Set task ->
Give the rows below as a numbered list, leaving out any blank lines.

Provided data ->
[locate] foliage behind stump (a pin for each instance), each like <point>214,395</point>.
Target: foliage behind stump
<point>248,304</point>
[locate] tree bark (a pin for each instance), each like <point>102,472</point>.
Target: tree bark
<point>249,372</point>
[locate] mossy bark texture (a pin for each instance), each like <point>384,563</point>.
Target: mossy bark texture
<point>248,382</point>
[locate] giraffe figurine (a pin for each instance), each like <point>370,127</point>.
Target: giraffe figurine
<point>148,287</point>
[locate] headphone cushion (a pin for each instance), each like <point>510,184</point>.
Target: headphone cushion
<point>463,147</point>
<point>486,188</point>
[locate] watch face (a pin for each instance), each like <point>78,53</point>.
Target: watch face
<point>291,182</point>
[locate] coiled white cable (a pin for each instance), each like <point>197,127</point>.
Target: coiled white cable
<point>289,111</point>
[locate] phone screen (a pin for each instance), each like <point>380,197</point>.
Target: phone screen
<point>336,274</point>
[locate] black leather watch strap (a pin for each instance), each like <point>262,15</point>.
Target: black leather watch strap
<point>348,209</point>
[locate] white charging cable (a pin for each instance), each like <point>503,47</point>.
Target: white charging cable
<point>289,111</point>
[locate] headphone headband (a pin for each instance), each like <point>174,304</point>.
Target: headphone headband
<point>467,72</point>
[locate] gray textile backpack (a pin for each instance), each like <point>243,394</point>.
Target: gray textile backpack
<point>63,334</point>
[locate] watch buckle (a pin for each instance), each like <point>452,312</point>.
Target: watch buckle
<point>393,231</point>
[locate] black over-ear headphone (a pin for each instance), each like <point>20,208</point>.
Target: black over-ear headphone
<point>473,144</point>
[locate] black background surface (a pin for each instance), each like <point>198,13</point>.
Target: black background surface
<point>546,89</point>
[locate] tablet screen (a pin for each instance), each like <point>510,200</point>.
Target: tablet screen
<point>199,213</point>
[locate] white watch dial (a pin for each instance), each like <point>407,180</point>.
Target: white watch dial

Correct output ->
1. [locate] foliage behind stump (a pin for each instance), each like <point>214,395</point>.
2. Target: foliage behind stump
3. <point>248,304</point>
4. [locate] tree bark (a pin for each instance), each like <point>102,472</point>.
5. Target: tree bark
6. <point>249,372</point>
7. [locate] mossy bark texture (a pin for each instance), each like <point>384,563</point>.
8. Target: mossy bark texture
9. <point>248,382</point>
10. [locate] giraffe figurine (a pin for each instance), each like <point>370,127</point>.
11. Target: giraffe figurine
12. <point>148,287</point>
13. [locate] headphone cushion (a pin for each instance), each like <point>510,184</point>.
14. Target: headphone cushion
15. <point>463,147</point>
16. <point>486,188</point>
17. [locate] watch face (a pin for each instance), each like <point>78,53</point>.
18. Target: watch face
19. <point>291,182</point>
20. [locate] coiled white cable (a pin for each instance), each like <point>197,127</point>.
21. Target: coiled white cable
22. <point>289,111</point>
23. [locate] phone screen (a pin for each instance), each like <point>380,197</point>.
24. Target: phone screen
25. <point>336,274</point>
26. [locate] black leather watch strap (a pin for each instance), each like <point>262,15</point>.
27. Target: black leather watch strap
28. <point>348,209</point>
29. [locate] white charging cable (a pin for each instance), each like <point>503,47</point>.
30. Target: white charging cable
31. <point>289,111</point>
32. [locate] headphone headband (a pin for each instance), each like <point>174,304</point>.
33. Target: headphone headband
34. <point>467,72</point>
35. [locate] gray textile backpack (a pin for each instance), each like <point>243,394</point>.
36. Target: gray textile backpack
37. <point>63,334</point>
38. [locate] watch buckle (a pin for each instance), each like <point>452,312</point>.
39. Target: watch buckle
40. <point>393,231</point>
41. [locate] black over-ear headphone (a pin for each instance), each like <point>20,208</point>.
42. Target: black over-ear headphone
43. <point>473,144</point>
44. [locate] black background surface (a pin for each instance), each like <point>198,13</point>.
45. Target: black background surface
46. <point>546,89</point>
47. [locate] tablet screen (a pin for each instance), each like <point>510,200</point>.
48. Target: tablet screen
49. <point>199,213</point>
50. [locate] white watch dial (a pin for each instance), each like <point>407,180</point>.
51. Target: white watch dial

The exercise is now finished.